## Raw data
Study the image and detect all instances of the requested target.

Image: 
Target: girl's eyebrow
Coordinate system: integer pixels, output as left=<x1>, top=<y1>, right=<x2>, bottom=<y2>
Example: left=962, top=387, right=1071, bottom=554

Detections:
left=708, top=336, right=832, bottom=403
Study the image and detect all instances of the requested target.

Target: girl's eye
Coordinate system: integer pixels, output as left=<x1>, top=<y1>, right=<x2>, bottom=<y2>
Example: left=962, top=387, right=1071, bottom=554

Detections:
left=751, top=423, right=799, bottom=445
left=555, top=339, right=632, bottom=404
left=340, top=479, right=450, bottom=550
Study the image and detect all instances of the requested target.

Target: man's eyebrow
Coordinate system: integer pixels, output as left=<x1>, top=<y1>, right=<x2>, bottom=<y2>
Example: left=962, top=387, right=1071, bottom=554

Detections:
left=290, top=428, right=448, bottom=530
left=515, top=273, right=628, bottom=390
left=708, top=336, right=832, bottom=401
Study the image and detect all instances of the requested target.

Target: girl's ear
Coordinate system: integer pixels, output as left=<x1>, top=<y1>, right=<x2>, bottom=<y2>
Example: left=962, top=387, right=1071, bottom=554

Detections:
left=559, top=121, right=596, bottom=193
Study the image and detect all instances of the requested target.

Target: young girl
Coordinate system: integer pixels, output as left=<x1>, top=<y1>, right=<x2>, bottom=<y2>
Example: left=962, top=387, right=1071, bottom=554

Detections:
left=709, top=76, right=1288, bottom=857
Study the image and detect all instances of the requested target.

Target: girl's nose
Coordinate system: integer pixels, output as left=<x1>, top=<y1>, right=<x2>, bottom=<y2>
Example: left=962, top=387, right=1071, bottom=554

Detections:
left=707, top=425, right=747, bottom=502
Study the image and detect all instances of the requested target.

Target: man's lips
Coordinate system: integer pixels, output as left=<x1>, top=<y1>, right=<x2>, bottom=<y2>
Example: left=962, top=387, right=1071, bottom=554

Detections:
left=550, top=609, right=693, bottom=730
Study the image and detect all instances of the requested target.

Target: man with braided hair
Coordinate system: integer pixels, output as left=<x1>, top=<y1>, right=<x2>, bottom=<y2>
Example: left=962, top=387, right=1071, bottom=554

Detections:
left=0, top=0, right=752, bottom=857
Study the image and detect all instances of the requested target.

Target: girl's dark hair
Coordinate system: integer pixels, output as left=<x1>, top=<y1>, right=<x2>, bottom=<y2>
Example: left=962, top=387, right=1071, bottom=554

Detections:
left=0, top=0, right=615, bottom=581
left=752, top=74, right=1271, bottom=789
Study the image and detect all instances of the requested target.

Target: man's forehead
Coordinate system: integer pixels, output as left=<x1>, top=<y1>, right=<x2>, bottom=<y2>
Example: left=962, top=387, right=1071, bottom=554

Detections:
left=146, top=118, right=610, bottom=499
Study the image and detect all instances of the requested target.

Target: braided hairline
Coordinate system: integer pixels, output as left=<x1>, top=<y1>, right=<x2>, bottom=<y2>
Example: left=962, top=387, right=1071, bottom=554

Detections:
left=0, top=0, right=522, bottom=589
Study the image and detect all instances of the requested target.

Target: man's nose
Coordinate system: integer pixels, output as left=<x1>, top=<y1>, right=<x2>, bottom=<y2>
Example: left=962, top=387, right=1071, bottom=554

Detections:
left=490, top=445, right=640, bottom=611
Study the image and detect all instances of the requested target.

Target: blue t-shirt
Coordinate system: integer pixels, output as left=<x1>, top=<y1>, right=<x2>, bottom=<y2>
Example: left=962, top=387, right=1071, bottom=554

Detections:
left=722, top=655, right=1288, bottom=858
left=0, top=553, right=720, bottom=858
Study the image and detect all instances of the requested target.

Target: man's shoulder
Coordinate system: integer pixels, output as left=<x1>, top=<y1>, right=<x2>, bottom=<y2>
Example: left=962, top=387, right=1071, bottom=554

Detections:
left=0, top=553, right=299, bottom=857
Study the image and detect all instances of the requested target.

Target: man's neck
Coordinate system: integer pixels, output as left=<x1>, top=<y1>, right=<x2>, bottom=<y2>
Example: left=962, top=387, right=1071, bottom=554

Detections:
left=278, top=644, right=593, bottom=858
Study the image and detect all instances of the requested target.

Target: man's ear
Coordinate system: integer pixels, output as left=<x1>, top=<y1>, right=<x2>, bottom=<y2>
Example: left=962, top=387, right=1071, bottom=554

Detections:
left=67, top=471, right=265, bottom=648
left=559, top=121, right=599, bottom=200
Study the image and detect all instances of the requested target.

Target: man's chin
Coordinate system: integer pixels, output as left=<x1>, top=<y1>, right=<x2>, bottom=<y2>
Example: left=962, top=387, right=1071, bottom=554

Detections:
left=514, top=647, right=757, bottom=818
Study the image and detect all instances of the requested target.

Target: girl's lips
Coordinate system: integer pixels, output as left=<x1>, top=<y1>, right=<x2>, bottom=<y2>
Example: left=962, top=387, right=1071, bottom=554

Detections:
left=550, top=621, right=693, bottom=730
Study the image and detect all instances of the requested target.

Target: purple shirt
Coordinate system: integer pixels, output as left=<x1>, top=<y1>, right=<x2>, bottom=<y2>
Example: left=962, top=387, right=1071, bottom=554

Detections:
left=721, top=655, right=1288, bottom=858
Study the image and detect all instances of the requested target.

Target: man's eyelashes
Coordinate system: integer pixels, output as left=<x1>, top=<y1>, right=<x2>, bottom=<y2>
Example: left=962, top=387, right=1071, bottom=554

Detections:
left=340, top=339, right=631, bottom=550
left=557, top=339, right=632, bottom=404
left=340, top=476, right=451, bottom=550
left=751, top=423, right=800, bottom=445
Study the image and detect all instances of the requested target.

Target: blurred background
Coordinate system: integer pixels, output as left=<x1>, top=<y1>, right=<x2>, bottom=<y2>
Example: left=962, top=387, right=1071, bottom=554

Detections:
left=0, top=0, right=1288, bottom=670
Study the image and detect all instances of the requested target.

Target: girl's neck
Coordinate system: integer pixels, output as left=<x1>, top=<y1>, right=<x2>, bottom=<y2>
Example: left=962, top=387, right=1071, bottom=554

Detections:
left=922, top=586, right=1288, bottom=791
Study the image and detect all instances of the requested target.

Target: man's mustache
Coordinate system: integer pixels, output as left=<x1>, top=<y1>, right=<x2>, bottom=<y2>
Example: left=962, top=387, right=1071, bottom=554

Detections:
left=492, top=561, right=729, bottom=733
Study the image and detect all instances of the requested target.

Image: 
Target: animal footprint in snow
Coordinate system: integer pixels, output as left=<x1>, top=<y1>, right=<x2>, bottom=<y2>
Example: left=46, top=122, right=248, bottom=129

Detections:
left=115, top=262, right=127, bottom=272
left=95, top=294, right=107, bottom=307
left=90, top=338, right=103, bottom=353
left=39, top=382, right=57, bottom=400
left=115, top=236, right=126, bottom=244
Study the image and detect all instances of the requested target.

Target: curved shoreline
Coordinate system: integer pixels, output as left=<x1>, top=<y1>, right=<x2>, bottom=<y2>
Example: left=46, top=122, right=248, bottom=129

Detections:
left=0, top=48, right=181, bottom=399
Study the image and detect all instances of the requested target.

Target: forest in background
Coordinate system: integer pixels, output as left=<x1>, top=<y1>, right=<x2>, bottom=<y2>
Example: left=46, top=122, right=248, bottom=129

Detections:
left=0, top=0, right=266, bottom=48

## Aim of the exercise
Please report how many lines in the entries above contain the word "braided", giving only the number.

## Result of the task
2